Page text ▸

◆ ◆ ◆ ◆

Weighted blankets, to help improve the quality of sleep for autistic children, have studies for and against. But if they aren’t worthy sleep aids, what good are they?
I recall when my daughter and I visited the drugstore in hopes of finding the right sleep aid for my autistic granddaughter. Her pediatrician had just approved the use of melatonin drops and we were eager to try them for everyone’s sake. The melatonin worked but as my granddaughter grew, she needed additional help to calm down in the evenings.
When the weighted blanket hit the market, we decided to give it a try. It worked! She settled in more easily at night and rested without multiple wake-ups.
However, a test conducted by Autism Speaks concludes that there is no difference in sleep patterns between the children that slept with weighted blankets and those who did not.
So why the blanket?
There are those who disagree with Autism Speaks saying that deep touch pressure, or DTP, is known to help calm children and adults with a variety of anxiety disorders.

◆ ◆ ◆ ◆

Entries supplied ▸
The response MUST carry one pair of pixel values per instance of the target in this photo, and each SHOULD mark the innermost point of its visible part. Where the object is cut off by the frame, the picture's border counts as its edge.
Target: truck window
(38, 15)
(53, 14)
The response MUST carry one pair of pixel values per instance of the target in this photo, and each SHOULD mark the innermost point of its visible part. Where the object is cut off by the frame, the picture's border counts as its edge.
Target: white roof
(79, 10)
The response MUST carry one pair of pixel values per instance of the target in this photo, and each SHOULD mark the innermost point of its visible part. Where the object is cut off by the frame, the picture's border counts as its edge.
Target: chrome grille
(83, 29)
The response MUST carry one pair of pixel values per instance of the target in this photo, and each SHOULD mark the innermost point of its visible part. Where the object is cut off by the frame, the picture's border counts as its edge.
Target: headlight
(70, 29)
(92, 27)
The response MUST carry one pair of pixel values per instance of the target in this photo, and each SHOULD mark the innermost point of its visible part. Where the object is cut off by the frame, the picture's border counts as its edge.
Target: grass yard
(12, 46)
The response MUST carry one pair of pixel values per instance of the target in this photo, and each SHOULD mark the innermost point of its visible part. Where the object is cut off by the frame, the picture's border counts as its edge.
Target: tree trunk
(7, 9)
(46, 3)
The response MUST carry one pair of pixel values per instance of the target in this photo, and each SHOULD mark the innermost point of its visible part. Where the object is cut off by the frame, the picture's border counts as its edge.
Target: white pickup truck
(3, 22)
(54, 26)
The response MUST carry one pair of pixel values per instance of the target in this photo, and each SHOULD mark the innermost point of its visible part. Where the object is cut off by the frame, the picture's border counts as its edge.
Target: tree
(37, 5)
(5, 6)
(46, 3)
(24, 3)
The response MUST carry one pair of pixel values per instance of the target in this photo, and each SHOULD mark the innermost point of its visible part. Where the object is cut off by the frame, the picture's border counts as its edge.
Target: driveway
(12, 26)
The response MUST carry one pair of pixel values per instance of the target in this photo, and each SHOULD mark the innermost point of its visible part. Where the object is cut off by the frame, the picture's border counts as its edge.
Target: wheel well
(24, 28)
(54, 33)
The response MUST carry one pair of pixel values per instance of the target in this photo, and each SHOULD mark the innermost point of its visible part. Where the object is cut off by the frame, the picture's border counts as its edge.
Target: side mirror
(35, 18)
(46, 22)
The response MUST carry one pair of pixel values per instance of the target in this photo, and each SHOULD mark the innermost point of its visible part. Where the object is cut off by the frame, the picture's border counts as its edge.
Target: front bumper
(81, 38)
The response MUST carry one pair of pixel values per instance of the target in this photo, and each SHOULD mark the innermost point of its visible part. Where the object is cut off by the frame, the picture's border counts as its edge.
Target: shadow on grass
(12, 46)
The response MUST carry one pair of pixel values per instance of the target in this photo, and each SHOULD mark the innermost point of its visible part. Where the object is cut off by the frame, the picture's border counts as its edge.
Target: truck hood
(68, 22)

◆ ◆ ◆ ◆

Work item ▸ Rewrite the stretch of the weighted blanket text from "When the weighted" through "who did not.", swapping "test" for "study". The rows have nothing to do with the text.

Result ▸
When the weighted blanket hit the market, we decided to give it a try. It worked! She settled in more easily at night and rested without multiple wake-ups.
However, a study conducted by Autism Speaks concludes that there is no difference in sleep patterns between the children that slept with weighted blankets and those who did not.